[Referring expression data]
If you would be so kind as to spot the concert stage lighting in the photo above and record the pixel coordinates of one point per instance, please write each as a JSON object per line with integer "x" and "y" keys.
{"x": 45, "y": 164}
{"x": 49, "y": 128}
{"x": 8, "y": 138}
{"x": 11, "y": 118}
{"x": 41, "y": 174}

### TASK DESCRIPTION
All records above must be printed again, exactly.

### REPLY
If you would be so kind as to spot the concert stage lighting in the photo above and record the pixel coordinates of one point per instance, please write each as a JSON object per line with integer "x" and "y" keys.
{"x": 45, "y": 164}
{"x": 49, "y": 128}
{"x": 8, "y": 138}
{"x": 11, "y": 118}
{"x": 41, "y": 174}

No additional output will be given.